Excerpted data:
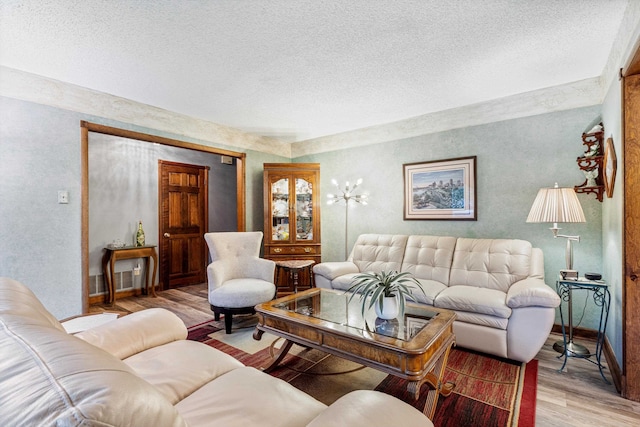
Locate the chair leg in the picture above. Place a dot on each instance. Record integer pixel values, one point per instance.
(227, 322)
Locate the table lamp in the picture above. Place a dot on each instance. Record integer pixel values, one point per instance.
(560, 205)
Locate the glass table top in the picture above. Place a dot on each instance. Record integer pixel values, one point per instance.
(333, 307)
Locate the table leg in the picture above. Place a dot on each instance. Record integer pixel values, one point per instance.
(281, 354)
(112, 284)
(434, 379)
(105, 271)
(155, 270)
(147, 276)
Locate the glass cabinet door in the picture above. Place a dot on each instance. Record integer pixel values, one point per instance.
(280, 209)
(304, 209)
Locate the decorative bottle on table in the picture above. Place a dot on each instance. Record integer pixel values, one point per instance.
(140, 235)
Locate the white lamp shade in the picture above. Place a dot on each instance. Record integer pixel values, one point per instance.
(556, 205)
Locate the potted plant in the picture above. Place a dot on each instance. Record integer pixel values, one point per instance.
(388, 291)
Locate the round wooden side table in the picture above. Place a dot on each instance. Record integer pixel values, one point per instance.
(289, 273)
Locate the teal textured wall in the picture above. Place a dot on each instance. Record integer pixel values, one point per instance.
(515, 158)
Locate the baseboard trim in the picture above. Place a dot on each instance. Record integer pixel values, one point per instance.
(607, 350)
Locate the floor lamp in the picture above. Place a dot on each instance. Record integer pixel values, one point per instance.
(346, 196)
(556, 205)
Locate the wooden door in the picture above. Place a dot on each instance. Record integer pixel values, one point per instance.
(183, 199)
(631, 231)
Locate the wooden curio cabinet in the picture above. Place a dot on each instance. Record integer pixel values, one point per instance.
(292, 211)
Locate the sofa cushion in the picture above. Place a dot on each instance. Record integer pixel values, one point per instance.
(247, 397)
(18, 300)
(179, 368)
(490, 263)
(474, 300)
(431, 289)
(482, 319)
(378, 252)
(51, 378)
(429, 257)
(245, 292)
(364, 408)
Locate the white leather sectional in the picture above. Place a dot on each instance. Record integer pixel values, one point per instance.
(140, 371)
(495, 286)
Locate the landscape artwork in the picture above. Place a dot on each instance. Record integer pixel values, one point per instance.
(443, 189)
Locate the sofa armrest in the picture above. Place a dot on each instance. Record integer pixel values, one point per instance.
(532, 292)
(136, 332)
(367, 408)
(331, 270)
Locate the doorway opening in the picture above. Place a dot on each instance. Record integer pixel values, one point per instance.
(127, 190)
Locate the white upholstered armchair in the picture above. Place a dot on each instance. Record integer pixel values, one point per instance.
(238, 278)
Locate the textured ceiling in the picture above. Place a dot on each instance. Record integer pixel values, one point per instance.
(302, 69)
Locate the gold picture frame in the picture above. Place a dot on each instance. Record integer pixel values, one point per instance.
(609, 167)
(440, 190)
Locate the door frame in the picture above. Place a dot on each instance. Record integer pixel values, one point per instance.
(86, 127)
(630, 387)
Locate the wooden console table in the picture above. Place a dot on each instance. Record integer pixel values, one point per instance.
(112, 255)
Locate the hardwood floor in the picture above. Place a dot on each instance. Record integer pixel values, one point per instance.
(576, 397)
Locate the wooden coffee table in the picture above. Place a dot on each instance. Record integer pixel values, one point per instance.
(415, 347)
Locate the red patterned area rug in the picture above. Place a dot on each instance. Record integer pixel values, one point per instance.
(489, 391)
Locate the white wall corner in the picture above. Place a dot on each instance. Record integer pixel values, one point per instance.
(41, 90)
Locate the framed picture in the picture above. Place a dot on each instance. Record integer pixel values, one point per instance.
(609, 167)
(442, 189)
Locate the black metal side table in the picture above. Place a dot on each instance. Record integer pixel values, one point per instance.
(602, 299)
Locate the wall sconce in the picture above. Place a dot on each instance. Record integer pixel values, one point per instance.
(346, 196)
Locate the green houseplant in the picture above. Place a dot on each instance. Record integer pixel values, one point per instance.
(386, 289)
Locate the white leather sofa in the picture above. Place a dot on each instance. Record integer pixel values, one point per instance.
(495, 286)
(140, 370)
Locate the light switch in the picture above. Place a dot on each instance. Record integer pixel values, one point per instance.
(63, 196)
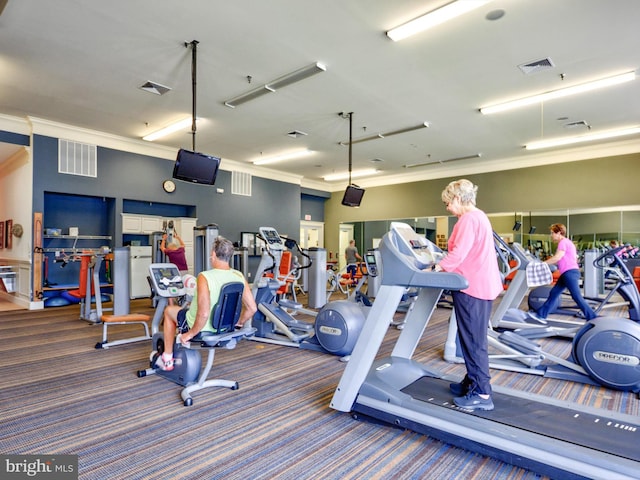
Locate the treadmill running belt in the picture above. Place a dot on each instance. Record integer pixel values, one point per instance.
(569, 425)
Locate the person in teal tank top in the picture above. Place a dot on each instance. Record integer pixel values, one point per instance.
(195, 318)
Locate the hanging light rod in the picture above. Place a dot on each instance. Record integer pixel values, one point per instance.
(590, 137)
(274, 85)
(562, 92)
(467, 157)
(174, 127)
(435, 17)
(387, 134)
(284, 156)
(354, 174)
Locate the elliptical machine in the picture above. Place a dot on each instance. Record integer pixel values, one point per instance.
(605, 350)
(336, 327)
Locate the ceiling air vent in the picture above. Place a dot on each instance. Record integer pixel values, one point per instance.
(537, 66)
(296, 134)
(76, 158)
(579, 124)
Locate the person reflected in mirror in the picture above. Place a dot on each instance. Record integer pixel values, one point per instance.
(566, 259)
(352, 257)
(471, 253)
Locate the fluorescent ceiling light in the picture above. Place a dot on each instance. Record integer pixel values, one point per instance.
(590, 137)
(174, 127)
(280, 82)
(354, 174)
(296, 76)
(387, 134)
(562, 92)
(282, 157)
(433, 18)
(466, 157)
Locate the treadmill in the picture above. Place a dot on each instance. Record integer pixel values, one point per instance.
(555, 438)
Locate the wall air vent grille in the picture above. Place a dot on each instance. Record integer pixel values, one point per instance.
(77, 158)
(241, 183)
(537, 66)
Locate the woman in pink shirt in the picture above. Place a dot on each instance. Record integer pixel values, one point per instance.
(471, 253)
(567, 261)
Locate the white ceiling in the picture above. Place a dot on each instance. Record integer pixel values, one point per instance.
(81, 63)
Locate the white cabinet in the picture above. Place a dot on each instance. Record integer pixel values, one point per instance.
(131, 223)
(145, 224)
(141, 224)
(184, 227)
(151, 224)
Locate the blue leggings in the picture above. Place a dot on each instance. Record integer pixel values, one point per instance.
(571, 281)
(472, 317)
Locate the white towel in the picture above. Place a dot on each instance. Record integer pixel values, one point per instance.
(538, 273)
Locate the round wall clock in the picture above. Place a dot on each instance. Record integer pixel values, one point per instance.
(169, 186)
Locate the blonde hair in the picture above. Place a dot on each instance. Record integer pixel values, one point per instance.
(463, 189)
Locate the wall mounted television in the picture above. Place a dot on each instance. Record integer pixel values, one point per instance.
(196, 167)
(353, 196)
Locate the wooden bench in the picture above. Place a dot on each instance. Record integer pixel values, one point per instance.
(127, 319)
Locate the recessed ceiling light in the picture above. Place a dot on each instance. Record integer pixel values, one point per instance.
(155, 88)
(495, 14)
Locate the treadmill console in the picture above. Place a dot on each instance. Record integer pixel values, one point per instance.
(166, 280)
(371, 263)
(424, 252)
(271, 236)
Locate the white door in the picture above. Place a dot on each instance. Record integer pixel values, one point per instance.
(311, 234)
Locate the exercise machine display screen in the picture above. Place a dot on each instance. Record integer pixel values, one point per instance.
(166, 279)
(424, 252)
(272, 237)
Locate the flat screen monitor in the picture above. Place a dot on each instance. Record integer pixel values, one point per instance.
(196, 167)
(353, 196)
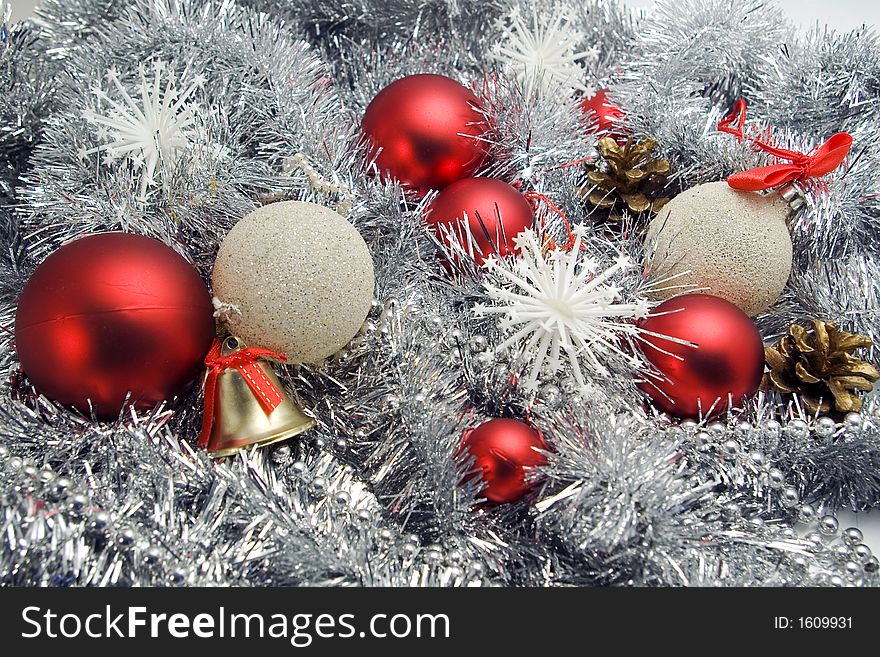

Your instructions:
Pick out every line above that contains the word "round", and copy each of those lines in full, in the order it appears.

Result of this task:
Locate the round wooden side table in the picture above. Place a dot on each instance. Record integer pixel values, one point per instance.
Locate the round wall clock in the picture above. Place a dot on each instance. Record integer pixel values, one point per instance.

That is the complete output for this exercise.